**Extract:**
········

The Judgment Debtor Examination
A judgment tells you the debtor owes you. It does not tell you where their money is, and the debtor will not volunteer it. The debtor’s examination is the law’s answer: a court order that puts the debtor in front of you, under oath, to account for every bank account, paycheck, and piece of property they own. It is the single most powerful tool a creditor has for turning a paper judgment into a collectible one. This guide covers how to get an examination, how to run it well, and how a no-show is made to cost the debtor.
The Short Version
A debtor’s examination is a court-ordered hearing where you compel the judgment debtor to answer questions under oath about their assets, income, and property, and to bring documents like bank statements and tax returns. You get one by filing a short motion with the court that heard your case; approval is nearly automatic. The order must be personally served on the debtor, because that personal service is what gives the court power to act if the debtor ignores it. At the hearing you ask, the debtor answers truthfully or risks perjury, and you map out exactly where the money and property are so you can levy, garnish, or place a lien. If the debtor fails to appear after being properly served, the court can hold them in contempt and issue a bench warrant for their arrest. The examination is also the place to ask about recent transfers and third parties holding assets, which is how concealment tends to surface.
Watch: The Debtor’s Examination
Putting the debtor under oath to find the money.
Watch Overview
Why the Exam Is Your Best Tool
It closes the information gap at the heart of collection.
Most judgments that go uncollected do not fail for lack of a paying debtor; they fail because the creditor never learned where the assets were. The debtor’s examination exists to erase that gap. Instead of guessing at a bank or hoping a check turns up, you bring the debtor into court and require them to tell you, under oath and on the record, where their accounts are, what they earn, what they own, and what they owe. The oath is the engine: an answer given falsely is perjury, and the threat of that is what pulls real information out of a debtor who has spent months avoiding the subject. No other enforcement step gives you that direct line into the debtor’s finances.
The exam does double duty. Beyond the raw information, the experience of being summoned to court, placed under oath, and questioned about every asset has a way of focusing a debtor’s mind on settling, and many judgments are paid in the run-up to or immediately after an examination simply because the debtor would rather resolve the matter than sit for it. So you are doing two things at once — building the map you need to levy and garnish, and applying steady, lawful pressure toward payment. Used well, it is the hinge the whole collection turns on.
What You Can Compel
The powers an examination puts in your hands.
| At the Exam | What It Gives You |
|---|---|
| Sworn testimony | The debtor’s full financial picture, on the record. |
| A document subpoena | Statements, tax returns, titles, and paystubs in hand. |
| Questions about transfers | Leads on hidden or recently moved assets. |
| Third-party examinees | Others who hold the debtor’s money can be questioned too. |
| Naming a company officer | A business cannot dodge by being an entity. |
| The contempt power | Real teeth when the debtor will not cooperate. |
The combination is what makes the exam decisive: testimony tells you where to look, the document subpoena proves it, and the contempt power keeps the debtor honest about both.

········

**Listed entries:**
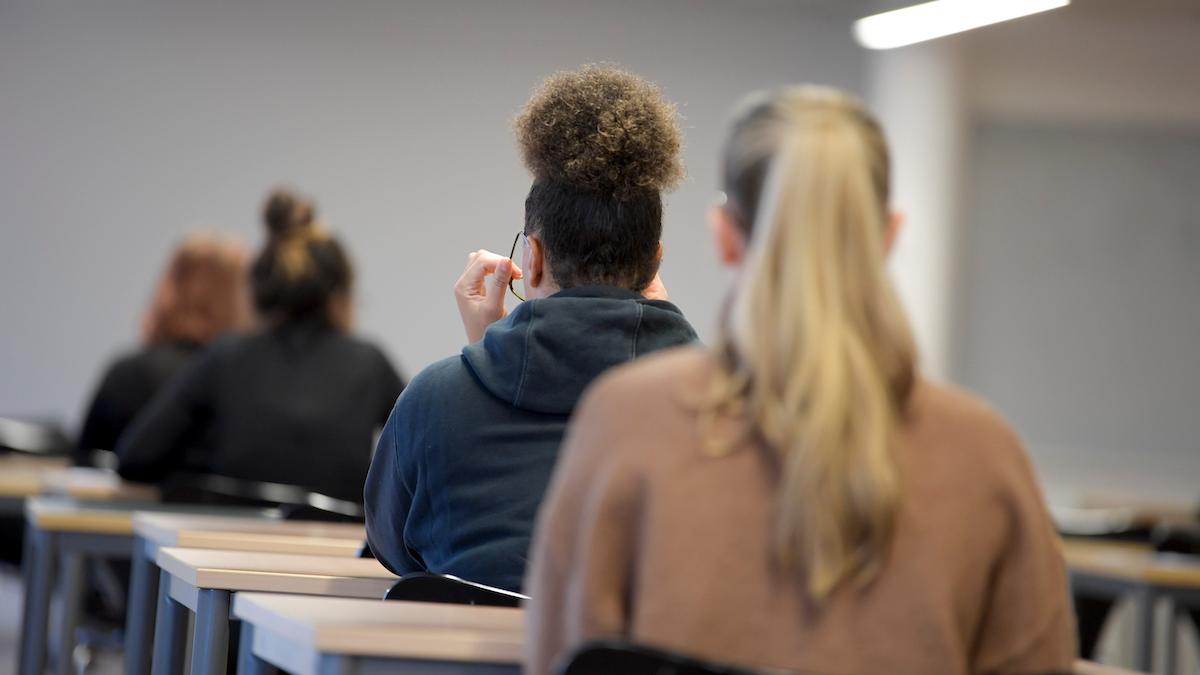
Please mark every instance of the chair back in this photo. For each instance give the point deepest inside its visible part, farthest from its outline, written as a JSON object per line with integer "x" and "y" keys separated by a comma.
{"x": 448, "y": 589}
{"x": 34, "y": 437}
{"x": 612, "y": 656}
{"x": 292, "y": 501}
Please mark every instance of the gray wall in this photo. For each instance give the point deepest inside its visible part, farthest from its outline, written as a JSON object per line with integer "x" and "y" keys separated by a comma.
{"x": 124, "y": 124}
{"x": 1080, "y": 312}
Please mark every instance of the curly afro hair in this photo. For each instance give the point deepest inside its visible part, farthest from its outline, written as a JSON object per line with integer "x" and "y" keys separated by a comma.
{"x": 601, "y": 130}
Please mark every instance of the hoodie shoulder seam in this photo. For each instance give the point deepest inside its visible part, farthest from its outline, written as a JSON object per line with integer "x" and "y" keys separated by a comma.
{"x": 525, "y": 356}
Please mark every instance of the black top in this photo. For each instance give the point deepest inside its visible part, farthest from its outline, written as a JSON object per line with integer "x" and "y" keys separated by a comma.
{"x": 468, "y": 451}
{"x": 297, "y": 405}
{"x": 126, "y": 388}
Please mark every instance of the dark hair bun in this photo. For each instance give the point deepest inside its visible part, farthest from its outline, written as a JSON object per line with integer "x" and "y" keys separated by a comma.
{"x": 603, "y": 130}
{"x": 286, "y": 211}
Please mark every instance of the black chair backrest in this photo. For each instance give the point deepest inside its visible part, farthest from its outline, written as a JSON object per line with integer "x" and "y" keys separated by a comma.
{"x": 606, "y": 657}
{"x": 447, "y": 589}
{"x": 1176, "y": 538}
{"x": 294, "y": 502}
{"x": 34, "y": 437}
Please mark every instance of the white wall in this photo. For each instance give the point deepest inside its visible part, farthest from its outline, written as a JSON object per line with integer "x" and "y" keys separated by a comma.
{"x": 1081, "y": 303}
{"x": 917, "y": 93}
{"x": 1078, "y": 311}
{"x": 124, "y": 124}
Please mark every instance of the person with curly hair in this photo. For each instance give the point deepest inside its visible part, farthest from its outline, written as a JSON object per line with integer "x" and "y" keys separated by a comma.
{"x": 466, "y": 455}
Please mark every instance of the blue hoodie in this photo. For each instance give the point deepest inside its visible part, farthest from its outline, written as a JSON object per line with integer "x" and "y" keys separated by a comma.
{"x": 468, "y": 451}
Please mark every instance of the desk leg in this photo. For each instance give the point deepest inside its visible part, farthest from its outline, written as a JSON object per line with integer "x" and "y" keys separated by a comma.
{"x": 169, "y": 633}
{"x": 1144, "y": 629}
{"x": 247, "y": 662}
{"x": 210, "y": 647}
{"x": 71, "y": 590}
{"x": 1169, "y": 638}
{"x": 141, "y": 609}
{"x": 40, "y": 553}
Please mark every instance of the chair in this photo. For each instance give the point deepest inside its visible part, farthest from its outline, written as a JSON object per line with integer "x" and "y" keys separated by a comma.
{"x": 427, "y": 587}
{"x": 292, "y": 501}
{"x": 34, "y": 437}
{"x": 611, "y": 656}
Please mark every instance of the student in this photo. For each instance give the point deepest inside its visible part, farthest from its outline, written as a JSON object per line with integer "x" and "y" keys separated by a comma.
{"x": 798, "y": 496}
{"x": 202, "y": 294}
{"x": 468, "y": 449}
{"x": 297, "y": 401}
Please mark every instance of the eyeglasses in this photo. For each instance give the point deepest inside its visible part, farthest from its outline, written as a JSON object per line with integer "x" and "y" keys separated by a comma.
{"x": 513, "y": 257}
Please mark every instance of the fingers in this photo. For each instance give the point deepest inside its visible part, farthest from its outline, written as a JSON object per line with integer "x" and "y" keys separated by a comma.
{"x": 480, "y": 264}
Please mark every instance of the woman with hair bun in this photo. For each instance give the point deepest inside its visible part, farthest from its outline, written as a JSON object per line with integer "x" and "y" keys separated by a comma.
{"x": 798, "y": 496}
{"x": 465, "y": 459}
{"x": 298, "y": 400}
{"x": 199, "y": 296}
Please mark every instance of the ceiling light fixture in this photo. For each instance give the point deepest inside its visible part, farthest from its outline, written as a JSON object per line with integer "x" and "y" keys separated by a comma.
{"x": 939, "y": 18}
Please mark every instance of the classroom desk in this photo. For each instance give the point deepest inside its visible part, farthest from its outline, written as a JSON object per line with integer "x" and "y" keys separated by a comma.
{"x": 22, "y": 476}
{"x": 154, "y": 531}
{"x": 202, "y": 581}
{"x": 1119, "y": 571}
{"x": 96, "y": 484}
{"x": 310, "y": 635}
{"x": 60, "y": 535}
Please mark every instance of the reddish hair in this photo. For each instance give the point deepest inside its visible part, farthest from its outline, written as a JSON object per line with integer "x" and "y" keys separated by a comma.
{"x": 201, "y": 294}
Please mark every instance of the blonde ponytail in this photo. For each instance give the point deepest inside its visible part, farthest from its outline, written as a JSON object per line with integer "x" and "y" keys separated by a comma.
{"x": 819, "y": 357}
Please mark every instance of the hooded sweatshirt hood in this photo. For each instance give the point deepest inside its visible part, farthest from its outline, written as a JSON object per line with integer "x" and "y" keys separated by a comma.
{"x": 544, "y": 354}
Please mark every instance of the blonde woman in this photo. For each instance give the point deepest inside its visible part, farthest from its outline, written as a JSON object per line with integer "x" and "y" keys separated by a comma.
{"x": 798, "y": 496}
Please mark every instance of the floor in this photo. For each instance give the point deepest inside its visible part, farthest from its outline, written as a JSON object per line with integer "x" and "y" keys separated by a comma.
{"x": 102, "y": 663}
{"x": 1115, "y": 646}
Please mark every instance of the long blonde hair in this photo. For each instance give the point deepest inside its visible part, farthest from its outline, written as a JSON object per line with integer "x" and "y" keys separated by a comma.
{"x": 819, "y": 360}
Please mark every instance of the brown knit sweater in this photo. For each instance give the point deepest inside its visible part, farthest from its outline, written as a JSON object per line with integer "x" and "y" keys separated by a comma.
{"x": 643, "y": 537}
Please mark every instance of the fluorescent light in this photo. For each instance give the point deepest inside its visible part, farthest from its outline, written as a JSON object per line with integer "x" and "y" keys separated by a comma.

········

**Task list:**
1. Please reproduce the rows word for word, from the line containing "Please mark every instance of the blonde woman" through the final line of the rows, with both ends included.
2. Write the next part of the guide on the judgment debtor examination, picking up after its last sentence.

**Outputs by task:**
1.
Please mark every instance of the blonde woman in this photo. For each instance give the point deepest inside its visible part, farthest from its outline, written as a JSON object per line with integer "x" and "y" keys separated by a comma.
{"x": 798, "y": 496}
Please mark every instance of the floor in this photo. For each instance give the point deepest inside its visible part, farthest from its outline, written as a JSON object per line with integer "x" and "y" keys separated by a comma.
{"x": 102, "y": 663}
{"x": 1115, "y": 646}
Please mark every instance of the long blonde hair in this photo. For each instance give the point deepest inside its visible part, farthest from its outline, written as a JSON object per line with integer "x" and "y" keys separated by a comma.
{"x": 819, "y": 360}
Please mark every instance of the brown knit sweater in this photo. For each instance give the point deepest inside its visible part, farthest from its outline, written as a JSON object per line with integer "x" and "y" keys separated by a comma.
{"x": 643, "y": 537}
Please mark every instance of the fluorescent light in this photo. For each instance give the point deepest inside its visible part, farthest from its outline, written as a JSON object per line with integer "x" and "y" keys separated by a comma.

2.
How to Get and Run One
From the motion to the questions you ask in the room.
Getting an examination is straightforward. You file a motion or application — the form has different names in different courts, often an order to appear for examination — with the court that heard your case, pay the filing fee, and the judge almost always grants it. The crucial detail is service: the order must be served personally on the debtor by a sheriff or a registered process server, not merely mailed, because it is that personal service that lets the court issue a bench warrant later if the debtor does not show. File your proof of service so the record is clean. When you request the order, attach a list of the documents the debtor must bring — bank statements, tax returns, paystubs, vehicle titles, real property records — either in the order itself or through a separate subpoena to produce documents, so the debtor arrives with the proof, not just answers.
Run the hearing prepared. It usually takes place in a courtroom, a hallway, a witness room, or the creditor’s attorney’s office, and it is often brief, though a skilled questioner can make it last. The debtor is placed under oath and must answer truthfully; you can object your way to the judge if they stonewall, and they can object to genuinely abusive or improper questions, but they cannot simply refuse. Have your questions written in advance and work systematically through accounts, employer and income, real estate, vehicles, business interests, and — importantly — recent transfers of money or property, which is where a debtor’s attempt to hide assets shows itself. You may also examine third parties who hold the debtor’s assets. The contempt power behind the order is explained at the Legal Information Institute, and you can find the court that heard your case through USA.gov.
Where Exams Go Wrong
The avoidable mistakes that waste the hearing.
Served by Mail, Not in Person
Without personal service, the court cannot issue a bench warrant for a no-show.
A Vague or Missing Subpoena
No document request means the debtor arrives empty-handed and lawfully so.
No Questions Prepared
An unstructured exam wanders and misses the accounts you came to find.
Named the Company, Not a Person
A court cannot warrant a business; you must name an officer to appear.
Didn’t Ask About Transfers
Skipping recent transfers lets concealed or moved assets stay hidden.
No Follow-Up to Levy
Information is worthless until you act on it with a levy or garnishment.
The Exam in Four Steps
From filing the motion to collecting on what you learn.
File the Motion
Apply at the court that heard the case and attach your document list.
Personally Serve It
Have a sheriff or process server serve the order, then file proof.
Examine Under Oath
Work prepared questions through every account, asset, and transfer.
Act on What You Learn
Use the disclosures to levy, garnish, or lien without delay.
When the Debtor Doesn’t Show
What the court’s contempt power lets you do.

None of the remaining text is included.